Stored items
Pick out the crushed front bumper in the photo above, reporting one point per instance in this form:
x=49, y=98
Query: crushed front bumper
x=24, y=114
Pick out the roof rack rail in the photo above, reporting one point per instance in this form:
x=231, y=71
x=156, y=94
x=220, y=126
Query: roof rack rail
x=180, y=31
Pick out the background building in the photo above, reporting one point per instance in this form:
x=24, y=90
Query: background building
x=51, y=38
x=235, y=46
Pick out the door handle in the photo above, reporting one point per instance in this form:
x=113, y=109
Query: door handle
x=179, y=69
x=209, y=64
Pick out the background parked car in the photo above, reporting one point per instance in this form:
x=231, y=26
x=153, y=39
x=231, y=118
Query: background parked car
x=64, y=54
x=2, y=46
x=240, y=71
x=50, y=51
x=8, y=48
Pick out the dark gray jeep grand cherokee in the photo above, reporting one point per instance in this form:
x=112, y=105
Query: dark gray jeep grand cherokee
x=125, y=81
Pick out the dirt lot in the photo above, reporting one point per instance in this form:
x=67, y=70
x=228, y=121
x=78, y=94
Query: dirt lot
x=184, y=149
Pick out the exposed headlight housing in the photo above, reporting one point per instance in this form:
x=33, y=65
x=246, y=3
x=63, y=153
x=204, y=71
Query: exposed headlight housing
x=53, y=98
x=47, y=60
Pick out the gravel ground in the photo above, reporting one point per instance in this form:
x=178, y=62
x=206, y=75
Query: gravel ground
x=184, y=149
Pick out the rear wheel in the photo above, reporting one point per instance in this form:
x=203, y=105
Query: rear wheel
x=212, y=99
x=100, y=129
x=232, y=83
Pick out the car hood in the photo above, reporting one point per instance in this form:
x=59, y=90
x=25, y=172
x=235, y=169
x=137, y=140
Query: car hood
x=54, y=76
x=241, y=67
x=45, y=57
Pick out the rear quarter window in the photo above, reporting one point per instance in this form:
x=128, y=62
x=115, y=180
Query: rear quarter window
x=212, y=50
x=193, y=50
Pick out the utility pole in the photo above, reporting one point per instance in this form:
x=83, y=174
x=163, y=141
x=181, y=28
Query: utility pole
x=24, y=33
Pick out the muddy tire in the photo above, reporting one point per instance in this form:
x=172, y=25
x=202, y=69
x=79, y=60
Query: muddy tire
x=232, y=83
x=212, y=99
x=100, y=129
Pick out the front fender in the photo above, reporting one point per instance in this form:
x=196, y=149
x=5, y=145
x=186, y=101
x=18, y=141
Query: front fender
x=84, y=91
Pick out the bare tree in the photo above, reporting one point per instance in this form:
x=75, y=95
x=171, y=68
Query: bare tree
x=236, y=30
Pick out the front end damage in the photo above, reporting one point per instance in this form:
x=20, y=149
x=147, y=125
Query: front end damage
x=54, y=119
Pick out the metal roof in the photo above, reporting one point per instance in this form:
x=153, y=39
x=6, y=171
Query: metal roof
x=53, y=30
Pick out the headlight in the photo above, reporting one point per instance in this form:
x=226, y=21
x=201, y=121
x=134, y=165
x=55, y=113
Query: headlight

◆ Requirement:
Look through the entries above and quote exactly the lines from the line with "Pick out the roof" to the line with "x=203, y=105", counting both of those lines.

◆ Solution for this problem:
Pick out the roof rack rail in the photo above, reporting one point per instance in this form:
x=231, y=71
x=156, y=94
x=220, y=126
Query: roof rack rail
x=180, y=31
Pick out the background building in the photo above, reporting one point per instance in this form:
x=24, y=90
Query: background building
x=51, y=38
x=235, y=46
Pick out the door handle in the photo above, reporting one point per instance in this form:
x=113, y=109
Query: door handle
x=179, y=69
x=209, y=64
Pick out the background parked car in the photo above, reporting one point per instance in this form:
x=231, y=26
x=153, y=39
x=231, y=118
Query: background parked car
x=64, y=54
x=2, y=46
x=240, y=71
x=50, y=51
x=8, y=48
Pick out the dark gray jeep grand cherokee in the photo above, reporting one point per instance in this form:
x=112, y=105
Query: dark gray jeep grand cherokee
x=125, y=81
Pick out the dirt lot in the photo above, reporting one point per instance in this form:
x=67, y=70
x=228, y=121
x=78, y=94
Query: dirt lot
x=184, y=149
Pick out the exposed headlight housing in the photo above, reporting one point per instance in this form:
x=33, y=65
x=246, y=3
x=63, y=153
x=204, y=71
Query: exposed headlight housing
x=53, y=98
x=47, y=60
Pick out the gravel ground in the photo above, reporting one point per instance in this form:
x=178, y=62
x=206, y=75
Query: gravel ground
x=184, y=149
Pick out the rear wheel in the photo above, reporting one point per instance in this form:
x=203, y=105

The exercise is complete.